• [Task list]
**a)** In the national parks funding article, what does the text give as the cause of the collapsed historic buildings and shuttered trails at parks such as Yellowstone and Grand Canyon? Answer in one to three sentences.
**b)** Please extract the stretch from "National parks such as Yellowstone have" through "other conserved lands." in the national parks funding article, copying it word for word.

• [Extract to read]
------------------------------------------------

After years in limbo for the funding plan, Donald Trump surprised lawmakers when he agreed to back it in March. The Senate passed the legislation with bipartisan support in June. It will now head to the White House for Trump’s signature.

About 9 million more people visited national parks in 2019 than 2018. Yet national parks such as Yellowstone and Grand Canyon have a huge backlog of work that crews have been unable to perform – leading to the collapse of historic buildings and the shuttering of trails.

A National Parks Service report in 2018 detailed at least $11.9bn in backlogged maintenance and repair needs for the more than 5,690 miles of paved roads, 21,000 miles of trails and 25,000 buildings.

The Appalachian national scenic trail needs about $17m to update trails. Cape Cod national seashore could use $55m for deferred maintenance on paved roads, structures and buildings. Death Valley national park, which gets 1.7 million visitors a year, needs $129m. Seventy percent of the $9.5bn will go to park service projects – the rest will go to other federal agencies such as the US Fish and Wildlife Service and the Bureau of Indian Education.

The legislation will also permanently allocate $900m annually to the Land and Water Conservation Fund (LWCF), which is used to maintain and purchase park land. Since the fund’s conception in 1965, it has only been fully funded twice. Last year, for instance, Congress appropriated only $435m.

National parks such as Yellowstone have a huge backlog of work that crews have been unable to perform. Photograph: NPS/Reuters

An influx of funding will ensure the preservation of numerous precious landscapes and historic sites. In New Mexico, the money means updates to Valles Caldera, a native Pueblo volcanic area, among other conserved lands.

In Colorado, the forest service is prioritizing LWCF funds to buy and make publicly accessible historic caves used by the Ute people, which are one of two known sites with petroglyphs, or rock carvings, recording the tribe’s history. The state will use money to make paths compliant with Americans with Disabilities Act guidelines.

------------------------------------------------

• [Information supplied]

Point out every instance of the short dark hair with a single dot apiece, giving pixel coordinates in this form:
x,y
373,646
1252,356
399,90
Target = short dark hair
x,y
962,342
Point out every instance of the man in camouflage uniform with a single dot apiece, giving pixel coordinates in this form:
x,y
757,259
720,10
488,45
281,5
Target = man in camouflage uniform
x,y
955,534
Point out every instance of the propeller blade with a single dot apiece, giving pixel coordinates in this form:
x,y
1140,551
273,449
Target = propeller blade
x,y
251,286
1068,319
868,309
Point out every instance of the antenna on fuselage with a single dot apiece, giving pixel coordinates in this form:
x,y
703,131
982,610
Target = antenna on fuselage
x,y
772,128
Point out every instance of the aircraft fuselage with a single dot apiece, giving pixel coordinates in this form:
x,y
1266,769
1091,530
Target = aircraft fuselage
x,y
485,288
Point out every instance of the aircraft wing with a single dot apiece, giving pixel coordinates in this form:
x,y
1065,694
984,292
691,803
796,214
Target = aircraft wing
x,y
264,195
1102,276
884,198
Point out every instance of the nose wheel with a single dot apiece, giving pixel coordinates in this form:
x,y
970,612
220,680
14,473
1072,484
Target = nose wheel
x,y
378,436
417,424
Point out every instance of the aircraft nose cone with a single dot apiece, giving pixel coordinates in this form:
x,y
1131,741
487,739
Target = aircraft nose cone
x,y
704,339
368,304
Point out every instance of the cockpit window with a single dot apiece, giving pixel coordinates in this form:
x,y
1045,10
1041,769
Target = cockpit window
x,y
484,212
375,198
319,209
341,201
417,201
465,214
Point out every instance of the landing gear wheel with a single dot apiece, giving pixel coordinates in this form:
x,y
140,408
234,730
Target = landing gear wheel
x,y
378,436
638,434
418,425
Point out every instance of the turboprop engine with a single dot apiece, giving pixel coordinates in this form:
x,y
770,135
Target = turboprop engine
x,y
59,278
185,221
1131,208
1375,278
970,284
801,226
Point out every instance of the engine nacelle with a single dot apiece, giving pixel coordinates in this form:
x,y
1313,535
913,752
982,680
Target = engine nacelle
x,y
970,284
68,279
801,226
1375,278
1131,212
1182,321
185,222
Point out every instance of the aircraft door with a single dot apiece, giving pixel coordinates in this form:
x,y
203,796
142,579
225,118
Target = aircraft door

------------------------------------------------

• [Answers to the exercise]
**a)** The article attributes them to a huge backlog of work that crews at parks such as Yellowstone and Grand Canyon have been unable to perform.

**b)**
National parks such as Yellowstone have a huge backlog of work that crews have been unable to perform. Photograph: NPS/Reuters

An influx of funding will ensure the preservation of numerous precious landscapes and historic sites. In New Mexico, the money means updates to Valles Caldera, a native Pueblo volcanic area, among other conserved lands.